- **Reading passage**:
++++++++++

Advantages of travelling during this period are that prices are lower, you avoid the crowds, the wet ground keeps the dust down when travelling off road and there are plenty of young animals to admire. It is also a great time for photography with the light, lush backdrops and lack of haze. Downsides are that roads can get damaged and impassable so a 4x4 is advisable.
Dry season (cool): July – September
Considered the best time for game-viewing. The rains have finished, leaving the air clear and the landscape green and lush. The grasslands are soon grazed down leading to excellent animal sightings. Days are mainly sunny and visibility good for photography. This is also an excellent time to climb Kilimanjaro.
Small rains: October - Mid-December
During these months come the small rains, a secondary wet season. They are a lot drier that the main rains but are a vital part of the annual cycle to keep the grazing growing for the animals to last through until the spring. They tend not to be as long or disruptive, but there can be downpours that damage roads and increase driving times. As a rule they do not affect itineraries or viewing, a fact illustrated by the fact that camp prices are much the same for this periods as for the dry seasons.
What To Do
The Northern parks and reserves of Tanzania - known collectively as the Northern Circuit - offer a superb combination of landscapes and animals, making it one of the finest wildlife tours in the world. The Serengeti, Ngorongoro Crater, Lake Manyara and Tarangire make up the main attractions in the circuit.

++++++++++

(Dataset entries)
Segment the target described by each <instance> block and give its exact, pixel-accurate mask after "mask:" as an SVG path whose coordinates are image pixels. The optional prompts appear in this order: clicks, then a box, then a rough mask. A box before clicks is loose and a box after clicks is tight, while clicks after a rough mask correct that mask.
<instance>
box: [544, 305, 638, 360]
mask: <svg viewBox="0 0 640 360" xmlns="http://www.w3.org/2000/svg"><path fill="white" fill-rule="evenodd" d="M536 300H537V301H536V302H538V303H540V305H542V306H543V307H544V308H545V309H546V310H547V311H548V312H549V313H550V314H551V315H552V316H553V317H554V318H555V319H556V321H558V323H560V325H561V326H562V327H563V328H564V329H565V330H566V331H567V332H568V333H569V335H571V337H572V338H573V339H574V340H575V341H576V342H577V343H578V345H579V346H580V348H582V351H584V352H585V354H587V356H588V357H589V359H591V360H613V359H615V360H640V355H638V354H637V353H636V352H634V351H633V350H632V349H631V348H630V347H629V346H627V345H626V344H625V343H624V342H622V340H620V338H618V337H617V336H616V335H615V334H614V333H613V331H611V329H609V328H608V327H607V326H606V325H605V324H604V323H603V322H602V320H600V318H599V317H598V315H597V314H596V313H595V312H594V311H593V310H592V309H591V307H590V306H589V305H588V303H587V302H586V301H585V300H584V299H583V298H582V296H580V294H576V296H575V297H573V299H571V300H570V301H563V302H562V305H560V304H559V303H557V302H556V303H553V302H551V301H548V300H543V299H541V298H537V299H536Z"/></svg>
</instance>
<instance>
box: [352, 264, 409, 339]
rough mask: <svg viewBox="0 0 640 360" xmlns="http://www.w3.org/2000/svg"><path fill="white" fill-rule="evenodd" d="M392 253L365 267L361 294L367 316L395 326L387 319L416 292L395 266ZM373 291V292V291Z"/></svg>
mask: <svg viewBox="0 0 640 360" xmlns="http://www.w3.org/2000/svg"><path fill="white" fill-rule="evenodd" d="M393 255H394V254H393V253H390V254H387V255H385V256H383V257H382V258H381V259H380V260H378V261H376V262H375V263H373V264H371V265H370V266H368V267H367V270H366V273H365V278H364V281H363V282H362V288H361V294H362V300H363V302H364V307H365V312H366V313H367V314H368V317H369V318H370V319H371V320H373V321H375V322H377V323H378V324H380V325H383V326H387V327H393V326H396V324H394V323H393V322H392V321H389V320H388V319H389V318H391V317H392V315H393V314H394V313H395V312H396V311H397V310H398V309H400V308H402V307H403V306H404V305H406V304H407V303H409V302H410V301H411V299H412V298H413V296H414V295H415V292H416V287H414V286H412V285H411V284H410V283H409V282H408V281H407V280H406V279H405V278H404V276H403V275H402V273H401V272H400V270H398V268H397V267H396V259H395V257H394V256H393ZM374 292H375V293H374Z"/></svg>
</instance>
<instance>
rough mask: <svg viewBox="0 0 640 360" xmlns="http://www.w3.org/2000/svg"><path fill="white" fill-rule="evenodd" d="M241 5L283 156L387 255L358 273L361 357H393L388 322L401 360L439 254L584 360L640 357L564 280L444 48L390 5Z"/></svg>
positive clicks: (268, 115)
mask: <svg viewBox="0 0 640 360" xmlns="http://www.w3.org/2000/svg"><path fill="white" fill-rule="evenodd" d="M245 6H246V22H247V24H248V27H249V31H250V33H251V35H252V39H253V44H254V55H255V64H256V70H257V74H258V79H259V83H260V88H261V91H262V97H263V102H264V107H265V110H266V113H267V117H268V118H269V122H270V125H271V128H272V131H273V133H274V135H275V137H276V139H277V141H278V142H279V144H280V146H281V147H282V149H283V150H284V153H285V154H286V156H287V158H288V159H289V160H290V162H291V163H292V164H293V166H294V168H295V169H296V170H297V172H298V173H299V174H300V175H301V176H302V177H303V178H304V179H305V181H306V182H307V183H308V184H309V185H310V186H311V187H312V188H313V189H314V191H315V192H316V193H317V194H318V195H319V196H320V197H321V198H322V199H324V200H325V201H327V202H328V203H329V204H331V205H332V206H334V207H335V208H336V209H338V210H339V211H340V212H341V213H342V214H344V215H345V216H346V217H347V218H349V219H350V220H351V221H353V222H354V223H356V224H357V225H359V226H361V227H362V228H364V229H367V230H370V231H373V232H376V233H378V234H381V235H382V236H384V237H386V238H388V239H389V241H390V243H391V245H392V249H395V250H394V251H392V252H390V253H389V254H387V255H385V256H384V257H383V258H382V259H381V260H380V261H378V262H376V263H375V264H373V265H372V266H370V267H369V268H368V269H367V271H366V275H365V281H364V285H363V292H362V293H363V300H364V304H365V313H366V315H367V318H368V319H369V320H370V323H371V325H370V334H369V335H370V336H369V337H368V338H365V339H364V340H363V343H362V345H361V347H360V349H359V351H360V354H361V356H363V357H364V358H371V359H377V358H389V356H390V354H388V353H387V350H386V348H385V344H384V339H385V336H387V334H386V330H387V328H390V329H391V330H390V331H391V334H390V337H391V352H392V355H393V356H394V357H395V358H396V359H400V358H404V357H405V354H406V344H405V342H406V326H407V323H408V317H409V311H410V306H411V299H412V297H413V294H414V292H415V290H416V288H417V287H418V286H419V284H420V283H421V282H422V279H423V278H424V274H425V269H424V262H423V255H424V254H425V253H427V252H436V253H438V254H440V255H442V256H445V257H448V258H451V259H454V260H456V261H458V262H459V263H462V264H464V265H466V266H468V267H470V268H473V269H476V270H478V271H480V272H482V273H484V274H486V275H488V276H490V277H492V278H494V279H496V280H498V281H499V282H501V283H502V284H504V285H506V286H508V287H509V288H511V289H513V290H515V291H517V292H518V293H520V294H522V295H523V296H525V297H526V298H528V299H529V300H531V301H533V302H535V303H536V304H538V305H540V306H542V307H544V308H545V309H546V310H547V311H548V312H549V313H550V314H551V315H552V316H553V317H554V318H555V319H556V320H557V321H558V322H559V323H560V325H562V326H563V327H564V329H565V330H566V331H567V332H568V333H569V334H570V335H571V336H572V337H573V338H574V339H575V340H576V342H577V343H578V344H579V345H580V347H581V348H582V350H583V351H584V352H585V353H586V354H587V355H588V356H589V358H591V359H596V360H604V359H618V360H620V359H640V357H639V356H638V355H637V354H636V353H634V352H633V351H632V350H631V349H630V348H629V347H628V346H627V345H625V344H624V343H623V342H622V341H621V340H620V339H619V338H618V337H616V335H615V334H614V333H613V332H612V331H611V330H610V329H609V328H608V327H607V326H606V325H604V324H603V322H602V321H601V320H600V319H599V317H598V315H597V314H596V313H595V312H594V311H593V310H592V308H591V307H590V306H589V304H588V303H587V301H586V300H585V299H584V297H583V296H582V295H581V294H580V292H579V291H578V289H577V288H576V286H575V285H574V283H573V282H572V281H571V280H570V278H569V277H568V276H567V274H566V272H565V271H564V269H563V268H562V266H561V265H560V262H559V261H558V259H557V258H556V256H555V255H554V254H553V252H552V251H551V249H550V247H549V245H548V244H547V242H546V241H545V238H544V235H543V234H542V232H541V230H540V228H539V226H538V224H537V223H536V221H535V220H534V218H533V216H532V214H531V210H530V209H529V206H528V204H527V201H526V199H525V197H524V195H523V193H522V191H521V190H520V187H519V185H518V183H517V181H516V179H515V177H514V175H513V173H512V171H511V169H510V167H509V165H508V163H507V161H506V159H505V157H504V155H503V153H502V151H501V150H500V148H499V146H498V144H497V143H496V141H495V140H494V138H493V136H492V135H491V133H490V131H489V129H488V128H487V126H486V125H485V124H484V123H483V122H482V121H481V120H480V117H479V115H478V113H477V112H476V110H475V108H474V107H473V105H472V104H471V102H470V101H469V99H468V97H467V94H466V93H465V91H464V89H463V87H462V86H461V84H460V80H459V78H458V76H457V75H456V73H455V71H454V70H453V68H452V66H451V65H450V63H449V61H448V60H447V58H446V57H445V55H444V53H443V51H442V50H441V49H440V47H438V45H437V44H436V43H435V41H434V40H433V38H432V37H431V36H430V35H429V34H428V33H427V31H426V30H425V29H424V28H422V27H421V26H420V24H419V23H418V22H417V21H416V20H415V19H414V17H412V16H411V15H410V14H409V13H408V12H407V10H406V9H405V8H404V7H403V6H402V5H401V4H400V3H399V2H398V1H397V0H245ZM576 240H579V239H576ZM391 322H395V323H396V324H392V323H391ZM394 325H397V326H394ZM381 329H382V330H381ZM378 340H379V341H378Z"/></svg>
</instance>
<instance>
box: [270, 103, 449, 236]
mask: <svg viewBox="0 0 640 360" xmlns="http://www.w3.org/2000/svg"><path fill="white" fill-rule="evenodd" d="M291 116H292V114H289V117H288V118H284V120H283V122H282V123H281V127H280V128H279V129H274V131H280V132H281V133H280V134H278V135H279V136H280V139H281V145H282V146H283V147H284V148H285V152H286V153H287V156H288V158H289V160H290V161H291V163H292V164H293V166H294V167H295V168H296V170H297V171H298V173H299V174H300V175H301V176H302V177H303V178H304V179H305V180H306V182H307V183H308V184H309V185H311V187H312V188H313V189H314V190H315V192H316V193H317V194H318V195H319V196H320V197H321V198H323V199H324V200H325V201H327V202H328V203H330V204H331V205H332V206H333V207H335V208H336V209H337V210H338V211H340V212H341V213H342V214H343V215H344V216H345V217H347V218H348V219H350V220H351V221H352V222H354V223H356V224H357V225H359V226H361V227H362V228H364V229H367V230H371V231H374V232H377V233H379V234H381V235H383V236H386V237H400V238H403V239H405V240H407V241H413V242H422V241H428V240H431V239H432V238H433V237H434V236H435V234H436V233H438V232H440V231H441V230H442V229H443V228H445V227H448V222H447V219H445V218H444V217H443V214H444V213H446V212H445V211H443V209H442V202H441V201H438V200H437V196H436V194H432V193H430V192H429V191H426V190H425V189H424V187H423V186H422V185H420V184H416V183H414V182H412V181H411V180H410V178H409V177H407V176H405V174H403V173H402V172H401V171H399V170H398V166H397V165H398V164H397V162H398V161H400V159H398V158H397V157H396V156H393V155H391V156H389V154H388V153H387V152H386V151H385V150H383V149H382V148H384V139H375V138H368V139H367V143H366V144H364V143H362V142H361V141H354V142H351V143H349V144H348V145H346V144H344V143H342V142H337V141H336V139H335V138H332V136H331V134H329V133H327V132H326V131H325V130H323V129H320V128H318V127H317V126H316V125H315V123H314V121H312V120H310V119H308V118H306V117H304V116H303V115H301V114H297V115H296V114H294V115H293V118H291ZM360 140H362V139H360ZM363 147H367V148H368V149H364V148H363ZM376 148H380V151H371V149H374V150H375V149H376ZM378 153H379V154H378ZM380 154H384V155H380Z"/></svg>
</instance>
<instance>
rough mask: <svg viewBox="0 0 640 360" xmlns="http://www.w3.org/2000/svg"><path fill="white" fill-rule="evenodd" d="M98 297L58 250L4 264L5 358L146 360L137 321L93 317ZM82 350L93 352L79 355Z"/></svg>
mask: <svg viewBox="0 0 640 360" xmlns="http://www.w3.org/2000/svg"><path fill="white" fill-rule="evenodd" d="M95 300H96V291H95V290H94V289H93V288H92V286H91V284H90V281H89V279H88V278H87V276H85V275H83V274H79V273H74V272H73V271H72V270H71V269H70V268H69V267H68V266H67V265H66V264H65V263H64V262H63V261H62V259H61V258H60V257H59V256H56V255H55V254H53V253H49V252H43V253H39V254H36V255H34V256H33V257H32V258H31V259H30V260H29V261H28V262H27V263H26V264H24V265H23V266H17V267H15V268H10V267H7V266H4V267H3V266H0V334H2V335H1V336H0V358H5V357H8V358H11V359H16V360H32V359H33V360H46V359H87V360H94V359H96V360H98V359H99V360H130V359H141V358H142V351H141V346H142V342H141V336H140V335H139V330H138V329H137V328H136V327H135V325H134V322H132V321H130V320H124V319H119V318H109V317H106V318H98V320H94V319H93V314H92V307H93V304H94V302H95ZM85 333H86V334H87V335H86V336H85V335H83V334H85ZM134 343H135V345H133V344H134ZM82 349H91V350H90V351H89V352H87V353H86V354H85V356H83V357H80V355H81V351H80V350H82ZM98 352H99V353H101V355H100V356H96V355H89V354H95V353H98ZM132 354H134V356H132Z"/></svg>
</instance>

++++++++++

- **Study questions**:
A – Transcribe the passage on Tanzania's travel seasons between "Small rains: October" and "in the circuit.", inclusive.
B – Decide whether each statement agrees with the passage on Tanzania's travel seasons, answering yes or no and quoting the words from the passage that settle it:
(i) The cool dry season runs from July to September.
(ii) The cool dry season is a poor time to climb Kilimanjaro.
(iii) Lake Manyara is one of the main attractions of the Northern Circuit.

- **Completed exercise**:
A –
Small rains: October - Mid-December
During these months come the small rains, a secondary wet season. They are a lot drier that the main rains but are a vital part of the annual cycle to keep the grazing growing for the animals to last through until the spring. They tend not to be as long or disruptive, but there can be downpours that damage roads and increase driving times. As a rule they do not affect itineraries or viewing, a fact illustrated by the fact that camp prices are much the same for this periods as for the dry seasons.
What To Do
The Northern parks and reserves of Tanzania - known collectively as the Northern Circuit - offer a superb combination of landscapes and animals, making it one of the finest wildlife tours in the world. The Serengeti, Ngorongoro Crater, Lake Manyara and Tarangire make up the main attractions in the circuit.

B –
(i) Yes: "Dry season (cool): July – September"
(ii) No: "This is also an excellent time to climb Kilimanjaro."
(iii) Yes: "The Serengeti, Ngorongoro Crater, Lake Manyara and Tarangire make up the main attractions in the circuit."